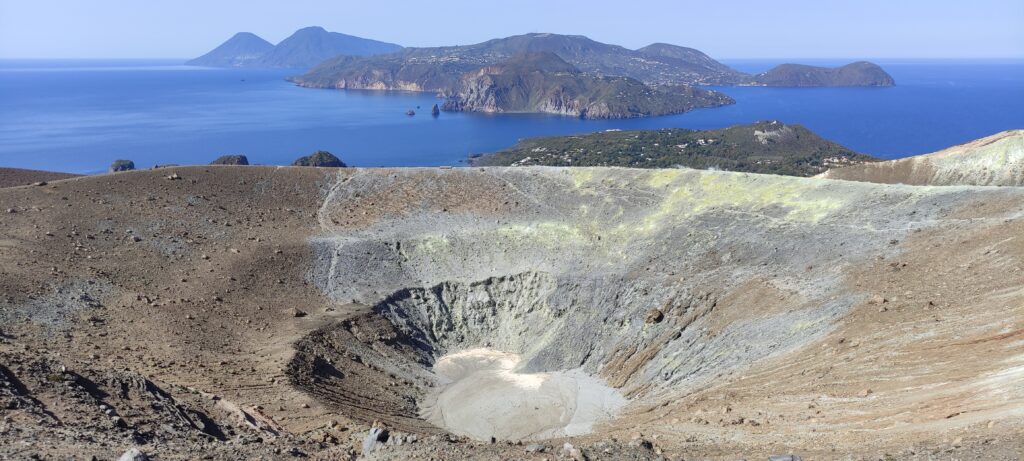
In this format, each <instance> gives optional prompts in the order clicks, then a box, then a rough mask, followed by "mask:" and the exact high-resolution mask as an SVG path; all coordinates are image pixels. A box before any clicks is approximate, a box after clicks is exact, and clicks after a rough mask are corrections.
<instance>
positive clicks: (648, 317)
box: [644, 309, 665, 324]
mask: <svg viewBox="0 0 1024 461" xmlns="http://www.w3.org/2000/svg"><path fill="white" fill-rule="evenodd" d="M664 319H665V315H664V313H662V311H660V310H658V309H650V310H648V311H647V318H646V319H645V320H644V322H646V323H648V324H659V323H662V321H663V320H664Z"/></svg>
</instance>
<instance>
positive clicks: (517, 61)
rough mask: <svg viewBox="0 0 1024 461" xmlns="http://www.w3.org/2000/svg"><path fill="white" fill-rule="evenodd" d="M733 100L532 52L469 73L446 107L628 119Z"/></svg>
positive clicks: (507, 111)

------------------------------------------------------------

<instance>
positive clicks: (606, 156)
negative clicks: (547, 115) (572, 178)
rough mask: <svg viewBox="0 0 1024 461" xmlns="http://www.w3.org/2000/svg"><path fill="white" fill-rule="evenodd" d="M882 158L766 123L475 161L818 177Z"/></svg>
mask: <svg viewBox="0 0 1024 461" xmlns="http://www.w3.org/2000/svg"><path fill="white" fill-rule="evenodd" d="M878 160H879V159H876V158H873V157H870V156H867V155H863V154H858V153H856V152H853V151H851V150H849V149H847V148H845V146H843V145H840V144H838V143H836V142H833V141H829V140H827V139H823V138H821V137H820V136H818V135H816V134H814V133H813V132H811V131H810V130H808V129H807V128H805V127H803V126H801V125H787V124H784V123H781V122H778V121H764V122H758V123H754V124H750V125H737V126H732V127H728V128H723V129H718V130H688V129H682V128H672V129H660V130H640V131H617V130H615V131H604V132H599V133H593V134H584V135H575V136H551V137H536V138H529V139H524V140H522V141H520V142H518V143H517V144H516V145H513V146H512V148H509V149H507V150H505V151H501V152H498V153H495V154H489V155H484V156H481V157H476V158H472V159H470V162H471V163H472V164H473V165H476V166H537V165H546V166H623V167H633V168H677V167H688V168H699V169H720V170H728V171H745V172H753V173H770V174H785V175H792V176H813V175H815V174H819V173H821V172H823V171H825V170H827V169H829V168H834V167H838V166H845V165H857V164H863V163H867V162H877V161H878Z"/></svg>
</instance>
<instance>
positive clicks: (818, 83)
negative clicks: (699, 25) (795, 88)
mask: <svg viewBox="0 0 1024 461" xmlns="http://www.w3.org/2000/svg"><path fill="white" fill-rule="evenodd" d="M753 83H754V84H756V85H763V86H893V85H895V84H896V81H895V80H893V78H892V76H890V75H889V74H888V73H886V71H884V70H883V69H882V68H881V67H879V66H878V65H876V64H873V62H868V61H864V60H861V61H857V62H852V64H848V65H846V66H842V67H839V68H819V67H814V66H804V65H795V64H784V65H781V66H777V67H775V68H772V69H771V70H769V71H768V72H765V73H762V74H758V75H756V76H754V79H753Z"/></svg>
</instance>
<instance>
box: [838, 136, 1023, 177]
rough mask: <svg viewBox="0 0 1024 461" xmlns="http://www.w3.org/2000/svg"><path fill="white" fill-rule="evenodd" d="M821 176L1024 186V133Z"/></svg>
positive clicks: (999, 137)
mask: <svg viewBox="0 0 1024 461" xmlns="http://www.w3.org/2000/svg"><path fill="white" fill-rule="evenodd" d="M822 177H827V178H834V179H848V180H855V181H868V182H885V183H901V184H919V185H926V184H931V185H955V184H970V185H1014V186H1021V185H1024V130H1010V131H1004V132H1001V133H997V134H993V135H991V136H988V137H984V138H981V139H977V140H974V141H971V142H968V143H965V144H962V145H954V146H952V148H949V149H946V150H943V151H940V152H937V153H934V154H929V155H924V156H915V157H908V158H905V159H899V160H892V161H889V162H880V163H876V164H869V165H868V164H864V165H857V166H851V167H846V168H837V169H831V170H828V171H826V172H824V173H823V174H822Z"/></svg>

------------------------------------------------------------

## Exercise
Your task is to retype the entries verbatim, starting with the line that holds "In this format, each" and stopping after the line that holds "positive clicks: (507, 111)".

## Answer section
In this format, each <instance> gives optional prompts in the order clicks, then a box, then a rough mask, followed by "mask:" and the exact high-resolution mask as an SVG path; all coordinates are image pixels. A box before any clicks is approximate, a box after clicks is exact, and clicks after a rough mask are corrections.
<instance>
positive clicks: (648, 317)
box: [644, 309, 665, 324]
mask: <svg viewBox="0 0 1024 461" xmlns="http://www.w3.org/2000/svg"><path fill="white" fill-rule="evenodd" d="M664 319H665V315H664V313H662V311H660V310H658V309H650V310H648V311H647V318H646V319H645V320H644V322H646V323H648V324H659V323H662V321H663V320H664Z"/></svg>
</instance>
<instance>
positive clicks: (517, 61)
rough mask: <svg viewBox="0 0 1024 461" xmlns="http://www.w3.org/2000/svg"><path fill="white" fill-rule="evenodd" d="M733 100L532 52L469 73L446 107L628 119Z"/></svg>
positive clicks: (507, 111)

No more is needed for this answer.